═════ Data entries
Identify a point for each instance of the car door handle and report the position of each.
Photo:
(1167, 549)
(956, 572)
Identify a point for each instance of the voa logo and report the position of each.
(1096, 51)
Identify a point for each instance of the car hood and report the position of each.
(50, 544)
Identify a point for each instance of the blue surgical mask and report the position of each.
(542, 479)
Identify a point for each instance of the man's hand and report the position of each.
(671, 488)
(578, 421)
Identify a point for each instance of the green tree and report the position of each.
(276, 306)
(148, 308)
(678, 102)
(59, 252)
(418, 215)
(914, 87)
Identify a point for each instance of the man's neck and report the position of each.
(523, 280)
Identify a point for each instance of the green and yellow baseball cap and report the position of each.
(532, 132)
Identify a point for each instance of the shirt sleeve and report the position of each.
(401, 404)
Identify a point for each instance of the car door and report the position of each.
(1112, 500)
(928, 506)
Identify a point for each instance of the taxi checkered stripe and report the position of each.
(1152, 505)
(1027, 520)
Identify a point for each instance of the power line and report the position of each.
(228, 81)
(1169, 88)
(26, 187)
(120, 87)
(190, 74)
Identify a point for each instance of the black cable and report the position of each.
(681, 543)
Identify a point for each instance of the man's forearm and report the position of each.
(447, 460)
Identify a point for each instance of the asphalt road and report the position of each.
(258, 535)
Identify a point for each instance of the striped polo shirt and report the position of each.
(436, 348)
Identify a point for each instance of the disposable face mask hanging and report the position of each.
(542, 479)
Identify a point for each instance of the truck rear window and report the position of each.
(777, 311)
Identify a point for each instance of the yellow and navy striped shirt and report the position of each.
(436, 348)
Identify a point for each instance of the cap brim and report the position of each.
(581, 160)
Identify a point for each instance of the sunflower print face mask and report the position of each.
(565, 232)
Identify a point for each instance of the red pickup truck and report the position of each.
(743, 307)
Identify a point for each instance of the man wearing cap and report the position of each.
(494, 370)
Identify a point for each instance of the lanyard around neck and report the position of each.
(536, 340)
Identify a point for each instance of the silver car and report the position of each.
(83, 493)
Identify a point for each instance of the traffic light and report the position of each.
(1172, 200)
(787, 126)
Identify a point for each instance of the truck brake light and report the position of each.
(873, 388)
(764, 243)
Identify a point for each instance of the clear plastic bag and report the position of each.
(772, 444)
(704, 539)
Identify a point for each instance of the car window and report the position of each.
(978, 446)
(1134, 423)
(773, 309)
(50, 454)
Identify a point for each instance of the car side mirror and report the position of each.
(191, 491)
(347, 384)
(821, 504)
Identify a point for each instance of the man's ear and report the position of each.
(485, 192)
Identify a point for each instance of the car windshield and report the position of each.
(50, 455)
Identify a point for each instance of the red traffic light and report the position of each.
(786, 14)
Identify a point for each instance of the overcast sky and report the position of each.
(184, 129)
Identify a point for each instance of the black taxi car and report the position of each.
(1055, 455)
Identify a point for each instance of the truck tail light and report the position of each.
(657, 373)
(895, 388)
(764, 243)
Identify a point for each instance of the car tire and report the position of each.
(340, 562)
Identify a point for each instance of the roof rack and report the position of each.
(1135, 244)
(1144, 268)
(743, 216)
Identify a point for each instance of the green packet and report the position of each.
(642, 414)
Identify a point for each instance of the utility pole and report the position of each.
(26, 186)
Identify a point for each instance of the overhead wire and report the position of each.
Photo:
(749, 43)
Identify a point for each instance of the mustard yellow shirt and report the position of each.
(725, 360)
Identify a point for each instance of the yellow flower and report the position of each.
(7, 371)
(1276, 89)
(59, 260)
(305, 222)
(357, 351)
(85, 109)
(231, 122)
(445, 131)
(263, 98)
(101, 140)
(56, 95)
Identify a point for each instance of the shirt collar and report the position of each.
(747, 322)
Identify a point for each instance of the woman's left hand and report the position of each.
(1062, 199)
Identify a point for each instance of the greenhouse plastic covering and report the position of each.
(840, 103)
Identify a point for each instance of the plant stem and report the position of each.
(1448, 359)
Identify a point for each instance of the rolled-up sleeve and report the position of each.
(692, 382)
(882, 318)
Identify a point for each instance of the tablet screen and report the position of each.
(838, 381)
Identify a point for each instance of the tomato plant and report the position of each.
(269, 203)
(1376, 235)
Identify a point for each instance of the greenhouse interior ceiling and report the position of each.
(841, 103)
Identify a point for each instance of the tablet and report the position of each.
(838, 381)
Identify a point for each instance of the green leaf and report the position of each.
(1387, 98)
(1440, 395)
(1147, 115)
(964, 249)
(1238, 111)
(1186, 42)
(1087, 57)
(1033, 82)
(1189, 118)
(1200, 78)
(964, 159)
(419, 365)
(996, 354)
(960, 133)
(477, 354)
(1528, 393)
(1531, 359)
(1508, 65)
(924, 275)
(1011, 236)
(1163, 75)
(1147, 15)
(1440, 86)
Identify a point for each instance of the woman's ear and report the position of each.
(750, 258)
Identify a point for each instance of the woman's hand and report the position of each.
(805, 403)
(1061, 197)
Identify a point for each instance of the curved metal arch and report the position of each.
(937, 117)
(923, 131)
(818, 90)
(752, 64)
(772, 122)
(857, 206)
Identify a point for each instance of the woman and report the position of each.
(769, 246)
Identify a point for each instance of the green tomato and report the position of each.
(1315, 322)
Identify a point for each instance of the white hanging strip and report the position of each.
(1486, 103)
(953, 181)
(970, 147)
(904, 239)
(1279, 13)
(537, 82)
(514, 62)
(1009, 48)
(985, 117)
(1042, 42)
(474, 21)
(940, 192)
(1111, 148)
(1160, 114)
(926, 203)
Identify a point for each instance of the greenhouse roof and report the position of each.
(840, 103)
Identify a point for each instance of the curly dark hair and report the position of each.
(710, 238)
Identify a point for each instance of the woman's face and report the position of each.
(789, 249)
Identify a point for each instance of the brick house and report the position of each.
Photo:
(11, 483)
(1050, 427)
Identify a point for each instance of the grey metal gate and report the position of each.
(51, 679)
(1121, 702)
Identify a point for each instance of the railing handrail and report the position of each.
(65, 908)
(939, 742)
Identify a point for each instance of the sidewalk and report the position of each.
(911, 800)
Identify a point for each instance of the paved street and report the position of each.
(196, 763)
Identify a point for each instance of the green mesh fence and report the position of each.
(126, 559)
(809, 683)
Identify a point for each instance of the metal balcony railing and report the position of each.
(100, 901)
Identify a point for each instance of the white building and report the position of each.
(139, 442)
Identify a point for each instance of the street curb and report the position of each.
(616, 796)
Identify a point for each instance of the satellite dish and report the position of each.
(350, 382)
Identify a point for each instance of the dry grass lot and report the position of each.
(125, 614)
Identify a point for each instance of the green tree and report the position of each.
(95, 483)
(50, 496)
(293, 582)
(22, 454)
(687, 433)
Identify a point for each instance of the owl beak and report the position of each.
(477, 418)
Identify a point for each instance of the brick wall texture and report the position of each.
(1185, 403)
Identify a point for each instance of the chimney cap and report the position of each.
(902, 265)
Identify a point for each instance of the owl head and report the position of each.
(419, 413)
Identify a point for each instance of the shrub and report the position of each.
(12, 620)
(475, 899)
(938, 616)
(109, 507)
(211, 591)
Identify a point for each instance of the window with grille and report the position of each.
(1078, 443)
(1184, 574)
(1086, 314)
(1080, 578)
══════════
■ **Written request**
Repeat the lines of the records verbatim, starting at the line containing "Identify a point for each instance of the traffic" and ending at the line containing "(1055, 455)", including both of those lines.

■ **Output for this exercise**
Identify a point for each instance of the traffic light and report the position of each.
(1172, 200)
(787, 126)
Identify a point for each instance of the truck brake light and report the position of each.
(873, 388)
(764, 243)
Identify a point for each instance of the clear plastic bag and report the position of each.
(772, 444)
(704, 539)
Identify a point for each instance of the car window and report the position of each.
(978, 446)
(1134, 423)
(773, 309)
(50, 454)
Identify a point for each instance of the car side mirror and report the position of each.
(191, 491)
(347, 384)
(821, 504)
Identify a point for each instance of the man's ear and report the position of each.
(485, 192)
Identify a point for each instance of the car windshield and report the position of each.
(50, 455)
Identify a point for each instance of the red traffic light and report the position of each.
(786, 14)
Identify a point for each instance of the overcast sky and report the position of each.
(184, 129)
Identify a point for each instance of the black taxi car and report the position of each.
(1055, 455)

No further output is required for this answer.